◆ **Istruzione**
Riscrivi le righe qui sotto sostituendo «Drop a point» con «Place a point» ovunque compaia, senza modificare nient'altro.

====== Materiale fornito ======

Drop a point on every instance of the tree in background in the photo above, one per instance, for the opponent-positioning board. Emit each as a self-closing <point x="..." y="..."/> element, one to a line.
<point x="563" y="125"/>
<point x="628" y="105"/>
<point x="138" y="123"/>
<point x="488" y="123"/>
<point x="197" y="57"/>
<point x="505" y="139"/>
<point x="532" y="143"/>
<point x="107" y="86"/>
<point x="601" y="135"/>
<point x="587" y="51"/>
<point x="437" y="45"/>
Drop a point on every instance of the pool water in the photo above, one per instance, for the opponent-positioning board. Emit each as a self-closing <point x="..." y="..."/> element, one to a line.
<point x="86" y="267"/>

======

◆ **Risultato atteso**
Place a point on every instance of the tree in background in the photo above, one per instance, for the opponent-positioning board. Emit each as a self-closing <point x="..." y="..."/> element, one to a line.
<point x="563" y="125"/>
<point x="628" y="105"/>
<point x="138" y="123"/>
<point x="488" y="123"/>
<point x="197" y="57"/>
<point x="505" y="139"/>
<point x="532" y="143"/>
<point x="107" y="86"/>
<point x="601" y="135"/>
<point x="587" y="51"/>
<point x="437" y="45"/>
Place a point on every instance of the pool water in the photo above, one per instance, for the opponent-positioning board. Emit each as a self-closing <point x="..." y="..."/> element, one to a line.
<point x="86" y="267"/>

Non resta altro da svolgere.